**MATERIAL FOR THE TASK:**
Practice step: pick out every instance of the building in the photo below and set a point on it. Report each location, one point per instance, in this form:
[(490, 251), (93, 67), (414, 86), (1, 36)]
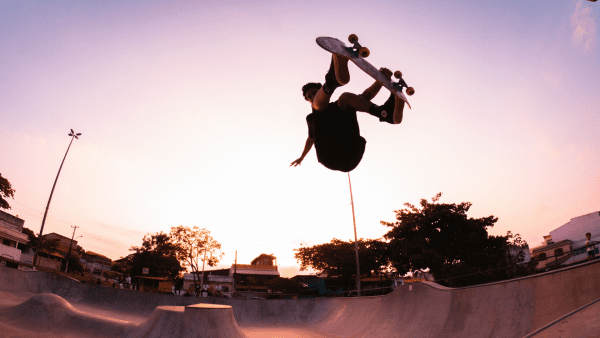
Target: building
[(95, 263), (239, 277), (565, 245), (12, 238), (64, 243)]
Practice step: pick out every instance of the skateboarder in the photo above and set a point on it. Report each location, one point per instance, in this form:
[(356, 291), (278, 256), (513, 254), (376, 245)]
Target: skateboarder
[(333, 127)]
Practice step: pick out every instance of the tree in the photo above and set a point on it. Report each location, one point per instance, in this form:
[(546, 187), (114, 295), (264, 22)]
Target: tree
[(6, 191), (338, 258), (441, 237), (194, 245), (158, 254)]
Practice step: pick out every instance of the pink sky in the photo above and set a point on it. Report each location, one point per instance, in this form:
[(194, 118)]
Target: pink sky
[(191, 113)]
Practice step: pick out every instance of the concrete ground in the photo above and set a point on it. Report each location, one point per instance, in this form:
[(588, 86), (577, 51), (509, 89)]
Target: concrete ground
[(37, 304)]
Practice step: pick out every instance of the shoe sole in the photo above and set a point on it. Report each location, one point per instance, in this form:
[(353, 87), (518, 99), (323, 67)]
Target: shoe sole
[(398, 110), (342, 75)]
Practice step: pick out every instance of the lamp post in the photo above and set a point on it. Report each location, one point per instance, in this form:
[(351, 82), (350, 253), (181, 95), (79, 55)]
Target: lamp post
[(355, 239), (73, 136), (70, 247)]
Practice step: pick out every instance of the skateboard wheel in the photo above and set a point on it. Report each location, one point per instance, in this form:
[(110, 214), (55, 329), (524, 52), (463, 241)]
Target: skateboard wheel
[(364, 52)]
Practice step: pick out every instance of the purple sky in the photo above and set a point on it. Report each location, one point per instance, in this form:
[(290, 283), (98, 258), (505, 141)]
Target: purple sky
[(191, 113)]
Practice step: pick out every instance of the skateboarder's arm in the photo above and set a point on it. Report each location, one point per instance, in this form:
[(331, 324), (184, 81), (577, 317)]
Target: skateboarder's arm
[(307, 146), (372, 91)]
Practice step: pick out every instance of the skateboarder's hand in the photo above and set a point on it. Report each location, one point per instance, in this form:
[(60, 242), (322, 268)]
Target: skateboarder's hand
[(296, 162), (387, 73)]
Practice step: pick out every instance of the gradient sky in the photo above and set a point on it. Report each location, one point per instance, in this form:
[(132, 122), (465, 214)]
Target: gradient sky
[(191, 112)]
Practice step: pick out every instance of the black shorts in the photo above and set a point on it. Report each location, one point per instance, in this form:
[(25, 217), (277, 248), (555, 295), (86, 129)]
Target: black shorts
[(337, 138)]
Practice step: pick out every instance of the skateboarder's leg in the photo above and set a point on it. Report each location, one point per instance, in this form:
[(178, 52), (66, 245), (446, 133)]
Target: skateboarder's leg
[(391, 111), (338, 74)]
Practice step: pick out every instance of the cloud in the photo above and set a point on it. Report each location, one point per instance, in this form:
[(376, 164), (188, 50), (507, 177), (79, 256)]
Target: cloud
[(584, 27)]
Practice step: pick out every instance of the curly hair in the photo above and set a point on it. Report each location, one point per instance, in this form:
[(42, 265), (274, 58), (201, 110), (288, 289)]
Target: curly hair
[(310, 85)]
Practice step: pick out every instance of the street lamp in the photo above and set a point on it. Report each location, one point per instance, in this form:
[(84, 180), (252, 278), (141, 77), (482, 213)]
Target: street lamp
[(70, 247), (73, 136)]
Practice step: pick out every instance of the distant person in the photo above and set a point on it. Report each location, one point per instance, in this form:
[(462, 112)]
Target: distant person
[(590, 247)]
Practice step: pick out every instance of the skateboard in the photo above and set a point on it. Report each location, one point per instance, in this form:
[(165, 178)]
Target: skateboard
[(356, 54)]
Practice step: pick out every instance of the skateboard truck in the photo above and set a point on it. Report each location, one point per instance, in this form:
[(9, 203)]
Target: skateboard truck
[(357, 50), (401, 84)]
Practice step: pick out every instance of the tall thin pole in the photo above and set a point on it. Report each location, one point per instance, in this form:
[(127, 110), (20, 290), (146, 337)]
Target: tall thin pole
[(355, 239), (73, 136), (202, 281), (234, 270), (70, 247)]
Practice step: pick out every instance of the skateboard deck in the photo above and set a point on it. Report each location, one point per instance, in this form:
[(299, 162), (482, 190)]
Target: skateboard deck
[(336, 46)]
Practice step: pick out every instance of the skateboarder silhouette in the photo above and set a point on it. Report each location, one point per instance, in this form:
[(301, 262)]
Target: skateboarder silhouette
[(333, 127)]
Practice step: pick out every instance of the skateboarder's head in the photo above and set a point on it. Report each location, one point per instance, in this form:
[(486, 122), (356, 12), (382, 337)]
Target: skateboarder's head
[(310, 89)]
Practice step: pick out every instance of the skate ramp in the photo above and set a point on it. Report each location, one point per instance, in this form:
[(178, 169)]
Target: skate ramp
[(506, 309)]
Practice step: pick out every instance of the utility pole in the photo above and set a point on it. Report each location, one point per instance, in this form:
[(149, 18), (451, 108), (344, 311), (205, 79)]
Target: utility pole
[(234, 270), (202, 281), (355, 239), (70, 247), (73, 136)]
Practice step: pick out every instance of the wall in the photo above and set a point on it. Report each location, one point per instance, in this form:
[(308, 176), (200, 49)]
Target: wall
[(10, 252)]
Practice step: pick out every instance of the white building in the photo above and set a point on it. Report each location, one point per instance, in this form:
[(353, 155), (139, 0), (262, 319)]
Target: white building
[(571, 236), (12, 237)]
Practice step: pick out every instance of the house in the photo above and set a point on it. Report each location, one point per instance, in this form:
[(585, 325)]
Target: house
[(95, 263), (239, 277), (12, 238), (565, 245)]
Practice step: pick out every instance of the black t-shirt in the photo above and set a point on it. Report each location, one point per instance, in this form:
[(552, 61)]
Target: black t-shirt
[(337, 137)]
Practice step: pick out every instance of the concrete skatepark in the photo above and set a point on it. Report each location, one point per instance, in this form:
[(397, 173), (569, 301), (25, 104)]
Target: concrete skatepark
[(560, 303)]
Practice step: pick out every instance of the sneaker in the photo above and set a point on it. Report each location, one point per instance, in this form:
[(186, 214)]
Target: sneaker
[(338, 74), (392, 109)]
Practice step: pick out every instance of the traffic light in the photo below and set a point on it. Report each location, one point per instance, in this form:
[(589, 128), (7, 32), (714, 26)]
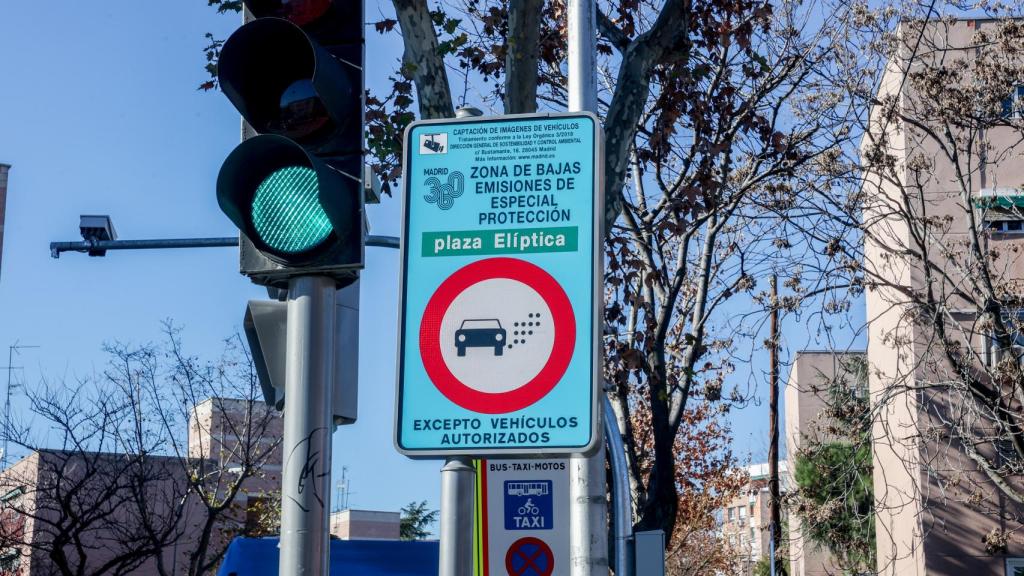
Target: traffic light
[(295, 74)]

**GOAL:**
Rewrite all of the items above with "Target" changed to "Object" and everything else kept the same. Leave the pictures out.

**FULL SOLUTION:**
Practice step: pick out every instance of the building in the photo below and set a point on it. Report each location, one point per instance, in this form:
[(490, 251), (93, 67), (414, 86), (1, 36)]
Object: building
[(95, 263), (239, 277), (565, 245), (12, 238), (64, 243)]
Practice step: pick out every instance of the skateboarder in the photo above and set a point on it. Report each location, one point per instance, in this form:
[(356, 291), (278, 256), (513, 254), (376, 245)]
Object: skateboarder
[(333, 127)]
Practice step: pick out every instance of the tree in the photo above and set a point on it. Report each location, one point per instance, in this form:
[(546, 187), (114, 295), (264, 22)]
Object: tree
[(6, 191), (338, 258), (441, 237), (194, 245), (158, 254)]
Practice step: pick out every instance of the pink sky in the photo above and set a point on it. Report each location, one point per instance, in this form:
[(194, 118)]
Object: pink sky
[(191, 113)]
Practice step: pick out every instance of the concrete ground in the photo above and set a point on it. Report each location, one point per instance, in this form:
[(588, 86), (577, 51), (509, 89)]
Object: concrete ground
[(37, 304)]
Practice step: pick out every instance of the shoe sole in the photo above and set a point on it. Report each location, one point per instance, in this form:
[(353, 87), (518, 99), (323, 67)]
Object: shoe sole
[(398, 110), (342, 75)]
Practice step: pick out every instance of the lamp post in the photo above and set a point on it. Report each location, one point per instance, in this form:
[(351, 82), (350, 253), (181, 95), (79, 55)]
Object: lamp post
[(355, 239), (73, 136), (70, 247)]
Practice step: pick out every instance of the skateboard wheel in the photo above and set a point on it. Report each location, one point per instance, in this form:
[(110, 214), (55, 329), (524, 52), (463, 241)]
Object: skateboard wheel
[(364, 52)]
Practice step: pick out every instance of the purple sky in the photo above and set a point on it. Report each location, one point per instance, in this form:
[(290, 283), (98, 258), (505, 141)]
Object: purple sky
[(191, 113)]
Practice step: pick out every instance of the skateboarder's arm in the photo above and set a point on it. Report each location, one point per instance, in this form:
[(331, 324), (184, 81), (577, 317)]
Object: skateboarder's arm
[(307, 146), (372, 91)]
Practice step: pick out every instance of the skateboarder's hand in the photo above and set a point on it. Report each location, one point per instance, in this form:
[(60, 242), (322, 268)]
Object: skateboarder's hand
[(296, 162), (387, 73)]
Practice step: pick out every instance of the gradient sky in the photo above and set a point on it. Report each location, one point per instance, in this form:
[(132, 122), (465, 214)]
Object: gradient sky
[(191, 112)]
Practice step: pick out every instance of the black shorts in the photo above and set a point on it. Report each location, one point per instance, in this form:
[(25, 217), (277, 248), (555, 295), (86, 129)]
Object: black shorts
[(337, 138)]
Practice step: pick out every instance of the skateboarder's leg in the photo above and set a point on it. Report each location, one point per instance, in this form:
[(178, 52), (66, 245), (446, 133)]
Object: skateboarder's leg
[(391, 111), (338, 74)]
Practice step: pick out every instance of the cloud in the photo above and set a point on it. Report each location, one point per instance, in this form:
[(376, 164), (188, 50), (507, 177), (79, 256)]
Object: cloud
[(584, 27)]
Practice step: pick out every instance of the curly hair in the photo above and set a point on it. Report each location, one point per instance, in this form:
[(42, 265), (274, 58), (201, 110), (288, 289)]
Object: curly hair
[(310, 85)]
Practice step: pick out every instance of the street lamp in the photo above and set a point on it. Report each location, one point per instance, in this form:
[(84, 180), (252, 278), (141, 77), (482, 213)]
Object: street lamp
[(70, 247), (73, 136)]
Practice step: pick out every instance of the distant person in the photo above and set a point on it. Report each location, one point per instance, in this form:
[(462, 112)]
Object: distant person
[(590, 247)]
Practice step: pick out every instance of the skateboard in the photo above and set a point on it. Report each location, one point per instance, in this form:
[(165, 178)]
Object: skateboard
[(356, 54)]
Practice step: pick out every instance of the skateboard truck in the photo above and set a point on it. Report each location, one point per instance, in this form:
[(9, 203)]
Object: skateboard truck
[(357, 50), (401, 84)]
Practice step: pick out every instance of the tall thin pole in the photo above and set a point on it. Report each location, one point per instance, in this form:
[(127, 110), (20, 290), (146, 337)]
Object: tall thin pole
[(355, 239), (73, 136), (202, 281), (234, 270), (70, 247)]
Practice step: pick out every instance of the skateboard deck in the photo above and set a point on it. Report each location, one point per instance, in this form:
[(299, 162), (482, 190)]
Object: skateboard deck
[(336, 46)]
Practice step: pick out every instance of the skateboarder silhouette in the photo above and set a point on it. Report each location, one point per instance, in this form:
[(301, 262)]
Object: skateboarder silhouette
[(333, 127)]
Practice step: pick out every instance of the skateboarder's head in the photo above and set a point on it. Report each location, one point per instance, in this form:
[(486, 122), (356, 12), (382, 337)]
Object: skateboarder's head
[(310, 89)]
Practice step: pick out every instance of the skate ramp in the photo above and set a point on it. Report each location, one point per instance, in this form:
[(178, 169)]
Object: skate ramp
[(506, 309)]
Practice step: pick out every instance of the utility pole in the photo above and set a point on it. Report each location, one point per instance, in this form:
[(149, 18), (451, 108), (344, 311), (205, 79)]
Object: utility pole
[(234, 270), (202, 281), (355, 239), (70, 247), (73, 136)]
Practice step: pick out every instance of the wall in the photo above and set a point on it. Report each location, one point per instance, in this form:
[(308, 176), (200, 49)]
Object: wall
[(10, 252)]
Practice step: pick out every instance of the white building in the photo above and set a point on it. Report each location, one point per instance, in this form:
[(353, 155), (139, 0), (262, 319)]
Object: white building
[(571, 236), (12, 237)]
Practice step: pick out every instance of the house in the photo above and set a point on it. Report each location, one point per instance, in this form:
[(585, 325)]
Object: house
[(95, 263), (239, 277), (12, 238), (565, 245)]
Practice step: pick out every instance of the black t-shirt in the photo above and set a point on it. Report each location, one point per instance, in this form:
[(552, 61)]
Object: black t-shirt
[(337, 137)]
Practice step: pick out every instance of the concrete skatepark in the photo above and set a point on it. Report each location, one point per instance, in this form:
[(397, 173), (569, 301), (25, 104)]
Object: concrete skatepark
[(560, 303)]
Practice step: pick out every instance of the sneaker in the photo above and set a point on it. Report each location, one point per instance, in this form:
[(186, 214)]
Object: sneaker
[(338, 74), (392, 109)]
Practice step: pick out every instance of the traffic light in the photo below and set a point on it. Report each location, one point per instance, in this form:
[(589, 128), (7, 32), (714, 26)]
Object: traffic light
[(295, 74)]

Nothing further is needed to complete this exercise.